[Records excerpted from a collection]
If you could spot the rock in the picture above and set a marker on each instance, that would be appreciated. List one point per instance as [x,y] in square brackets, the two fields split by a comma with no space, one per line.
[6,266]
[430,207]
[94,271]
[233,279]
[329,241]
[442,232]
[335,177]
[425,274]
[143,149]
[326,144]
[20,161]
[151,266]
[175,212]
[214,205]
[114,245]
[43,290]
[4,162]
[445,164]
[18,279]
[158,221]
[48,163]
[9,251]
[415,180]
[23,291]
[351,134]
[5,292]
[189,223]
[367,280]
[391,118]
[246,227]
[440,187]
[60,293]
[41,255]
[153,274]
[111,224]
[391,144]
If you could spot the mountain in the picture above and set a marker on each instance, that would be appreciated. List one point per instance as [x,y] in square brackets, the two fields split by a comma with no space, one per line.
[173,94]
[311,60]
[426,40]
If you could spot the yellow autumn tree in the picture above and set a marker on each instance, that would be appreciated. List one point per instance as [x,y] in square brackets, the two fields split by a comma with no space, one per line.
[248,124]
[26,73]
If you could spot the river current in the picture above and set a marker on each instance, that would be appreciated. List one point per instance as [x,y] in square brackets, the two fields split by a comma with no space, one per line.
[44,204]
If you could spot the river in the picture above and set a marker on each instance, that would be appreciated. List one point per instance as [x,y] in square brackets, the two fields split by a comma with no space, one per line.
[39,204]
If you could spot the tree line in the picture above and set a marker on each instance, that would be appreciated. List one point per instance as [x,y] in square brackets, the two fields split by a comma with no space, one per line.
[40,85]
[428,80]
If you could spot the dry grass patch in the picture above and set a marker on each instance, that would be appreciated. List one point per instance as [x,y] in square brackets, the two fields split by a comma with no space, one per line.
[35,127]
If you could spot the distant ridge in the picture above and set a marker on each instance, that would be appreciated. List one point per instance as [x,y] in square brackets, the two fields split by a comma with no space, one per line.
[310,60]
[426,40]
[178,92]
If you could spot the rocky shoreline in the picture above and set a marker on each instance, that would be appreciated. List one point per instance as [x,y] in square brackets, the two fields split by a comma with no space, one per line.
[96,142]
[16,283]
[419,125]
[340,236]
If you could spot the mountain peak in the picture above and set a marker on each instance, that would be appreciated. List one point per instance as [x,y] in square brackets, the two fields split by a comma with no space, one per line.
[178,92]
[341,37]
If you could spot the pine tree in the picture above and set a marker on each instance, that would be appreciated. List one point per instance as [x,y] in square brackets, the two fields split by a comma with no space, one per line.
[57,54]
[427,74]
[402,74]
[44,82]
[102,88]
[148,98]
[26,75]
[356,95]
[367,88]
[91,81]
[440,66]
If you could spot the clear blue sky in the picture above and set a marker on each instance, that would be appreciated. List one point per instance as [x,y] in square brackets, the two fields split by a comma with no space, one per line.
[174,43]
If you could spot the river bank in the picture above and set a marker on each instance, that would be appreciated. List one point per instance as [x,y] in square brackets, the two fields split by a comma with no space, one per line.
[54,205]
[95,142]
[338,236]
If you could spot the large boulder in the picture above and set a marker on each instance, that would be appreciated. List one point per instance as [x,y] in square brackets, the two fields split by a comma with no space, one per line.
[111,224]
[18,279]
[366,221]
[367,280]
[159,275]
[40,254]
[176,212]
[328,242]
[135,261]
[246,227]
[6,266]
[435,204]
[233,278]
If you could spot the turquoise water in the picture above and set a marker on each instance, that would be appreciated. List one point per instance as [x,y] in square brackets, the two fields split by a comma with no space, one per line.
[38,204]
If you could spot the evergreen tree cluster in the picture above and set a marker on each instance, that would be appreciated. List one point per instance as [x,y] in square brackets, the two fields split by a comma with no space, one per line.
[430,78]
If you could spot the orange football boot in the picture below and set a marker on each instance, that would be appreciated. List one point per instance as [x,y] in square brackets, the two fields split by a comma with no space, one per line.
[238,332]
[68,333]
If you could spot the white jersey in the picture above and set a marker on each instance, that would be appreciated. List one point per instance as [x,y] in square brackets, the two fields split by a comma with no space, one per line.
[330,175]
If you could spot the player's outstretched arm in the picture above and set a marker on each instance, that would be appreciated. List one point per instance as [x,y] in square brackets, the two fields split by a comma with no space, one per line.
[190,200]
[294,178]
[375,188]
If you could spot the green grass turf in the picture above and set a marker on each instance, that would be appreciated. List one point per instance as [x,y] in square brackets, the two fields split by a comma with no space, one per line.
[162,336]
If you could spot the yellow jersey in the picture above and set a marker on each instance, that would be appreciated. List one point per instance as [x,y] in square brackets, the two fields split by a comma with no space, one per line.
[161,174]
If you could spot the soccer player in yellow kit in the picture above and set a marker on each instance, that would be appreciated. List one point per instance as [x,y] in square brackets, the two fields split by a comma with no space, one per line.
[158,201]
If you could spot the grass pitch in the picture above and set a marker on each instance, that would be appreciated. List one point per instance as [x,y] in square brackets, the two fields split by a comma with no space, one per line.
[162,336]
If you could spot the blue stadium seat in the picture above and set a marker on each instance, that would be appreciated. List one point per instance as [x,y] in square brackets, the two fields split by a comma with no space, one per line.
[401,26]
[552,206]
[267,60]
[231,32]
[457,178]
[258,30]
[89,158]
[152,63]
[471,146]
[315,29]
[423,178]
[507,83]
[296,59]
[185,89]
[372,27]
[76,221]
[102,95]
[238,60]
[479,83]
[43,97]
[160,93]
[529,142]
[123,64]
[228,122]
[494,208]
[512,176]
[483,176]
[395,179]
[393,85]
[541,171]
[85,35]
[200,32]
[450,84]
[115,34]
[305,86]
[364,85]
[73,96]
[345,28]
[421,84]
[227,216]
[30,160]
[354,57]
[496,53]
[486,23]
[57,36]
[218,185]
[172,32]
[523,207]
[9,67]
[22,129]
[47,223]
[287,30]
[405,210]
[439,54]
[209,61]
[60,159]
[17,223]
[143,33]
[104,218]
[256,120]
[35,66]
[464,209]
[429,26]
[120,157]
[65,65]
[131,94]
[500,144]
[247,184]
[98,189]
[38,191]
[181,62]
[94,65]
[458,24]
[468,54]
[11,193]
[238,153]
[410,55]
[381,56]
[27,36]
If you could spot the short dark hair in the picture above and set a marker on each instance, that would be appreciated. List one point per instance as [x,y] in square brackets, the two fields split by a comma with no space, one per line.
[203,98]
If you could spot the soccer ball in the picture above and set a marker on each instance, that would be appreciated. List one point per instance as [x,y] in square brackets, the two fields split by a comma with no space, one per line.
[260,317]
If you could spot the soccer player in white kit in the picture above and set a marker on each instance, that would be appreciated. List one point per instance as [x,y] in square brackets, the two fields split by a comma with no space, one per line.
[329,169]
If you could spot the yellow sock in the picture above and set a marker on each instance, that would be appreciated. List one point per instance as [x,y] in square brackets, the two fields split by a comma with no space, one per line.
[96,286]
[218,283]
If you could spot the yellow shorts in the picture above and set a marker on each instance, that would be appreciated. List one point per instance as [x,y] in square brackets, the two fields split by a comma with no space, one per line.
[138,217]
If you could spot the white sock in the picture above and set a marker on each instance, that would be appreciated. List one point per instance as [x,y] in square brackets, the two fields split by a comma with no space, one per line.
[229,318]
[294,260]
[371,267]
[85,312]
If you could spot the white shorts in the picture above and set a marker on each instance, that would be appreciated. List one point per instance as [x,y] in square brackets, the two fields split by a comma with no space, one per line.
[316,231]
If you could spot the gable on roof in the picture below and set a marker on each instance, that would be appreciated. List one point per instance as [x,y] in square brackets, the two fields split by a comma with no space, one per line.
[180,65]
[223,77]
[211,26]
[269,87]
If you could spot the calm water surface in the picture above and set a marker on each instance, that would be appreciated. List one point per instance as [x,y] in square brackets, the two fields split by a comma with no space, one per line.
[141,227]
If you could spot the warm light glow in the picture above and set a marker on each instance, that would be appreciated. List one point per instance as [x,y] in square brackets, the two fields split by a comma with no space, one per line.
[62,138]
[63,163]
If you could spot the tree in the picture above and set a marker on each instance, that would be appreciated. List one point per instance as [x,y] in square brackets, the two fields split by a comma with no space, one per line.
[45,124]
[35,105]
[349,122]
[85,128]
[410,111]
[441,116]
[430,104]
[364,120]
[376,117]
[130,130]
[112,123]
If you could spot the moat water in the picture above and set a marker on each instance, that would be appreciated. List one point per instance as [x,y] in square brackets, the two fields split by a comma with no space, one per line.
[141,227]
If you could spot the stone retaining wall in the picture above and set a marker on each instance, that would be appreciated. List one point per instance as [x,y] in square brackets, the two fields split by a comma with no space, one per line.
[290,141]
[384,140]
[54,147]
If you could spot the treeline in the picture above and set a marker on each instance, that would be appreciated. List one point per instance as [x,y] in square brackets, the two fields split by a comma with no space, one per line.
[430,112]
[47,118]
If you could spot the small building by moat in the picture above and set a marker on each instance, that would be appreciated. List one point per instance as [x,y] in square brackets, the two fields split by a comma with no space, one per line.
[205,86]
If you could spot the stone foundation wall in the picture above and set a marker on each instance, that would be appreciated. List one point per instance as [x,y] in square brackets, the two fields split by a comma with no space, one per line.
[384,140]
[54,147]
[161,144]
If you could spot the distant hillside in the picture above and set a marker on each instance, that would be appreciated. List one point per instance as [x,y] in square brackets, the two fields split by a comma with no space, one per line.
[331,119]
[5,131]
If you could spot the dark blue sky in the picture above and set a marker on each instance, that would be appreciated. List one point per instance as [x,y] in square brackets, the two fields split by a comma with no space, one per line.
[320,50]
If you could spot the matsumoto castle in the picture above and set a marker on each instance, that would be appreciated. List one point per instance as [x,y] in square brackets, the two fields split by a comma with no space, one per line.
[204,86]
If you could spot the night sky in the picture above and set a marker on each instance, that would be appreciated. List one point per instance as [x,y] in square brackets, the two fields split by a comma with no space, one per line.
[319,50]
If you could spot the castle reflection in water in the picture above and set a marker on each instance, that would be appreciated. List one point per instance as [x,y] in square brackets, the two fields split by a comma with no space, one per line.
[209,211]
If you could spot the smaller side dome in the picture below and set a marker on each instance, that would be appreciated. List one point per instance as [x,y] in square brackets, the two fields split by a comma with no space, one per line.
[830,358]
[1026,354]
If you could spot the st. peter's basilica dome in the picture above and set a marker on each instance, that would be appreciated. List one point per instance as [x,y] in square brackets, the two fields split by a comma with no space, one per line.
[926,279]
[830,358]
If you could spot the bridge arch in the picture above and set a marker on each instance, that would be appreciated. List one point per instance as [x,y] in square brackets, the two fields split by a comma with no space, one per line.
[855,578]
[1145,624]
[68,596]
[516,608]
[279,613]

Activity | Print exactly the lines above, starting at the line that contains "If you could spot the bridge" and ending with the last line of the records, both included.

Solution |
If you could spot the bridge arch in the picture above and set a marker on each instance, that would be appreciated. List one point per instance as [x,y] in square brackets, the two fields split by a comma with no space, one per line.
[855,578]
[1145,624]
[68,596]
[516,608]
[279,613]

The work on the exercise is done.